### Items
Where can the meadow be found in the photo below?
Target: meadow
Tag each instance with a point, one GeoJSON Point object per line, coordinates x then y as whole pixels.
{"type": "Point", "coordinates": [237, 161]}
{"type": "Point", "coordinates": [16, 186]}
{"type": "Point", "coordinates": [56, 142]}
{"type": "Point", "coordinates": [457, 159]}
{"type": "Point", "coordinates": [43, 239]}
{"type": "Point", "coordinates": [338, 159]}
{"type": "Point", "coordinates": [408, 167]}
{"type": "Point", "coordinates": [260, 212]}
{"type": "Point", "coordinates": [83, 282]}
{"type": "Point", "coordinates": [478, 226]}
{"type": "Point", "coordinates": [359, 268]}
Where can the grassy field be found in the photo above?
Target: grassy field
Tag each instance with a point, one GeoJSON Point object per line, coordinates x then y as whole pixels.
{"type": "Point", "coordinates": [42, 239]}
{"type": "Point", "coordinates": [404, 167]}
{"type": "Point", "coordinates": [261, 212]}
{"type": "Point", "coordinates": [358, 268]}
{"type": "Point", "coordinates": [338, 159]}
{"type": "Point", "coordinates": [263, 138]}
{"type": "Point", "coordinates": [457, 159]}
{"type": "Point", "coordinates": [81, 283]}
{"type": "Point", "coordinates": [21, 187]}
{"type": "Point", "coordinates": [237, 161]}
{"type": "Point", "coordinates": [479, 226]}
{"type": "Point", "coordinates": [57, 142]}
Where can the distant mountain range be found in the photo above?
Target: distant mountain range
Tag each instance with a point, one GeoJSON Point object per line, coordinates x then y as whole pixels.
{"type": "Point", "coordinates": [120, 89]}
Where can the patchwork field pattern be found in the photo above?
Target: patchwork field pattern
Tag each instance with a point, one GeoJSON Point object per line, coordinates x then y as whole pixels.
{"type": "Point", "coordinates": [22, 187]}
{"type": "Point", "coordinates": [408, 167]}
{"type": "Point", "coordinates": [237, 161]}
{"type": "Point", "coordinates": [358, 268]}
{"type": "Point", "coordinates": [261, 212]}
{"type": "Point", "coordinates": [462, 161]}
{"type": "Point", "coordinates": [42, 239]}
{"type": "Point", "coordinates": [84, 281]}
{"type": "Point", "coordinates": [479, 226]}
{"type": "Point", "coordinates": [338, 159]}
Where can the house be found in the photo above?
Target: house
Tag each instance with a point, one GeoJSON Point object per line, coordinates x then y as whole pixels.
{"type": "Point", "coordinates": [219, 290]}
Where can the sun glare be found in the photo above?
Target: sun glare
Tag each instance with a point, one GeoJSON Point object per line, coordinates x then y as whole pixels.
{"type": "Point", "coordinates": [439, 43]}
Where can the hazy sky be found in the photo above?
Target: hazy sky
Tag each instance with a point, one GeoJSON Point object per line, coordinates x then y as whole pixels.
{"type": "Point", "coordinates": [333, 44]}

### What needs to be done
Copy out, word for word, the lines of the records that begin with the line containing "Where can the hazy" and continue through the end of the records.

### Task answer
Where can the hazy sky be found in the photo above?
Target: hazy sky
Tag each instance with a point, one GeoJSON Point object per line, coordinates x then y as whole pixels.
{"type": "Point", "coordinates": [333, 44]}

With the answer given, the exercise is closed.